__Source__.
++++++
Google has a new cloud computing boss and big ambitions to someday produce more revenue from that business than from advertising. Now comes the hard part: winning over big-spending customers.

Alphabet Inc’s cloud computing division remains a distant third behind Amazon.com Inc and Microsoft Corp in terms of global revenue, according to analysts’ estimates. A few major companies manage their data on Google’s servers. But Google has nowhere near the vast customer base of Amazon, according to a new Reuters analysis of company regulatory filings.

Businesses generally are not required to disclose their cloud vendors. Reuters found 311 out of about 5,000 worldwide that did so in 2018. While not comprehensive, the data provide a window into Google’s challenge.

Thirty five of those companies named Google as a cloud provider. The largest by market capitalization were oil major Total SA and bank HSBC Holdings Plc.

Amazon Web Services led with 227 clients, including travel company Expedia Group Inc and industrials giant Siemens AG. Microsoft’s Azure cloud had 69 firms, among them weapons maker Axon Enterprise Inc and business data firm Dun & Bradstreet Co. Thirty four of the companies cited multiple clouds.
++++++
__Data to process__.
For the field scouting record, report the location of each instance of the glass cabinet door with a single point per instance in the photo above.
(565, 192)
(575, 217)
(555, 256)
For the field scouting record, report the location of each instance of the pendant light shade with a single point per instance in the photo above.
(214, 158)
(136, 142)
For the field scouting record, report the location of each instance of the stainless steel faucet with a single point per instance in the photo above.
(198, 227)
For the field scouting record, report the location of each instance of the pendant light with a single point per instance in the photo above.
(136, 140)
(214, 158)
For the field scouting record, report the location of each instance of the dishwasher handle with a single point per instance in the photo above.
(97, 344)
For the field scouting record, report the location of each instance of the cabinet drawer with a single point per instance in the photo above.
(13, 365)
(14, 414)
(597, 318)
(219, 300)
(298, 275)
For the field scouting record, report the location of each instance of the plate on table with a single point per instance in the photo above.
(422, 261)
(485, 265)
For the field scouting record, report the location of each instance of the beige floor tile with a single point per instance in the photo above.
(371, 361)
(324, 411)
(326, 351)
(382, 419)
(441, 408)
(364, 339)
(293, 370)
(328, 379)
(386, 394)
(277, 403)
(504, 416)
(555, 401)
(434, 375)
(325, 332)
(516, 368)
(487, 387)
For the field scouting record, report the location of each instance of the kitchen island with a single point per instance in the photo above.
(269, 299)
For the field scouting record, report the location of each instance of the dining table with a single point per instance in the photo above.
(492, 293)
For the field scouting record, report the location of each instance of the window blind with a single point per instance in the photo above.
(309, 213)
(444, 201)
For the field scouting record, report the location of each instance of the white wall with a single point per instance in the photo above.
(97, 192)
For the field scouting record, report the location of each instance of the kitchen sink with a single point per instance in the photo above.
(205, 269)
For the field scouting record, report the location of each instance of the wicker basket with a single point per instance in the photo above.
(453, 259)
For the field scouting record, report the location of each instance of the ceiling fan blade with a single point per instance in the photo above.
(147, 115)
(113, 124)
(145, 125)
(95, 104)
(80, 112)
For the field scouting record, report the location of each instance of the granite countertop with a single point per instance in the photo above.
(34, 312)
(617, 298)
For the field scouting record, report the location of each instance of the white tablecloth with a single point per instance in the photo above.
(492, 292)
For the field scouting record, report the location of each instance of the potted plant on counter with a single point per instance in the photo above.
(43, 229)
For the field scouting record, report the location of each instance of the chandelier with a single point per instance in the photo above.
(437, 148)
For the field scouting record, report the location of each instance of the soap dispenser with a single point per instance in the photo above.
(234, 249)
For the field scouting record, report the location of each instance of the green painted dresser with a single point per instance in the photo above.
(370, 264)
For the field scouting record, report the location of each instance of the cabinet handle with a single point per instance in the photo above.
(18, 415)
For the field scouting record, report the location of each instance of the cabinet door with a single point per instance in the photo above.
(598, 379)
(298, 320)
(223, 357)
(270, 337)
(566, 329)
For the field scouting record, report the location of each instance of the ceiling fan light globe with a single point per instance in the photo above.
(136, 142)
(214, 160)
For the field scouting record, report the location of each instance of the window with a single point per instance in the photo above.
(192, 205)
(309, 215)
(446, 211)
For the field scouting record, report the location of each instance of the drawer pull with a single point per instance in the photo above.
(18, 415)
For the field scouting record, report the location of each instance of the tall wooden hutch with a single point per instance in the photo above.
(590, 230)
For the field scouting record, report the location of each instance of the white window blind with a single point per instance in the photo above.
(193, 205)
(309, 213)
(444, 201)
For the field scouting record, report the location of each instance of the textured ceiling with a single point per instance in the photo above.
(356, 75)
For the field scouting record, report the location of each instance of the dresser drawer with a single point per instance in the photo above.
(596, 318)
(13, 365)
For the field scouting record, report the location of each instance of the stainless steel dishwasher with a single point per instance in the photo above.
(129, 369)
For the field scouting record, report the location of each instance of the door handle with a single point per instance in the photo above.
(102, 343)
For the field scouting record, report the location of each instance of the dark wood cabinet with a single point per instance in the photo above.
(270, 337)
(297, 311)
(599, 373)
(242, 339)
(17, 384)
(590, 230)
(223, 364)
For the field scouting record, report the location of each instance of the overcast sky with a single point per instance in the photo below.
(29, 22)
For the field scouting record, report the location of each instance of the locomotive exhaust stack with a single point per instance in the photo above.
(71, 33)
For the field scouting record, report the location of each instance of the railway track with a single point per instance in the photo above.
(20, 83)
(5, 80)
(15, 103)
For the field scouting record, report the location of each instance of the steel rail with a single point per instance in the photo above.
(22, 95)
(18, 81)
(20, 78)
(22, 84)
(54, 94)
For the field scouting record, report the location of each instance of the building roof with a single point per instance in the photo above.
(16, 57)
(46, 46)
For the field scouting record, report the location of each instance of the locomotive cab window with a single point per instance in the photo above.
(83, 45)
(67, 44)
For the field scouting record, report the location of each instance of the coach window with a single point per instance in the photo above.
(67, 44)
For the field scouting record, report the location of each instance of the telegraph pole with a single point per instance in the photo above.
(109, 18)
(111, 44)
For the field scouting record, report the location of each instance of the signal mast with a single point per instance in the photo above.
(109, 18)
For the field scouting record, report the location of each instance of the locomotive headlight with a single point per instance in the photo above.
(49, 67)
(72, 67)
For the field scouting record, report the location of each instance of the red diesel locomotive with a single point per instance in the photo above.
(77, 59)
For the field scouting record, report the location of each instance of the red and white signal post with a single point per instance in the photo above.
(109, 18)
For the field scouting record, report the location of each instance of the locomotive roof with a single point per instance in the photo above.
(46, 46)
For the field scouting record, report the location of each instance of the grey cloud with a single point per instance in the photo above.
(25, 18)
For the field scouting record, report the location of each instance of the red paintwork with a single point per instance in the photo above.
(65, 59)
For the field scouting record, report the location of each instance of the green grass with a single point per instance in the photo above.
++++++
__Direction A__.
According to the cloud computing report, how many companies named Google as a cloud provider?
__Direction B__.
Arrange the lines of the records, from the one containing "the red and" through the last line of the records, both included, as a JSON list of strings with one string per line and blank lines omitted.
The text and the records have no connection to each other.

__Complete response A__.
Thirty-five companies named Google as a cloud provider.

__Complete response B__.
[
  "For the field scouting record, report the location of each instance of the red and white signal post with a single point per instance in the photo above.",
  "(109, 18)",
  "For the field scouting record, report the location of each instance of the locomotive roof with a single point per instance in the photo above.",
  "(46, 46)",
  "For the field scouting record, report the location of each instance of the grey cloud with a single point per instance in the photo above.",
  "(25, 18)",
  "For the field scouting record, report the location of each instance of the red paintwork with a single point per instance in the photo above.",
  "(65, 59)",
  "For the field scouting record, report the location of each instance of the green grass with a single point per instance in the photo above."
]